Can you copy the records below word for word, starting at the line that contains "In this exercise you will spot the grassy" and ending with the line that contains "<point>126,187</point>", both of those lines included?

**MATERIALS PROVIDED**
········
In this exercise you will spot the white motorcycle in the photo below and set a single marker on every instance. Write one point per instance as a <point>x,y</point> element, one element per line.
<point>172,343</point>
········
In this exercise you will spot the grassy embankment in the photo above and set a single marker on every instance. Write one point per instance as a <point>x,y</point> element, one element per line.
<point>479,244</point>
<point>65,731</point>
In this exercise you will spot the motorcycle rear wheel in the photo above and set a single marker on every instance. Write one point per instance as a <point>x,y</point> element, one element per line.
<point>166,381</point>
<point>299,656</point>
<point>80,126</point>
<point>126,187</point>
········
**EXERCISE RESPONSE**
In this exercise you will spot the grassy embankment in the photo above and set a single marker on every instance. Write one point per instance as a <point>x,y</point> element, one element per line.
<point>479,244</point>
<point>65,731</point>
In this exercise you will spot the motorcycle rear wheel in the photo above and set a single marker on every instance. Write one point per instance as a <point>x,y</point> element, one element per line.
<point>166,381</point>
<point>299,656</point>
<point>80,126</point>
<point>126,187</point>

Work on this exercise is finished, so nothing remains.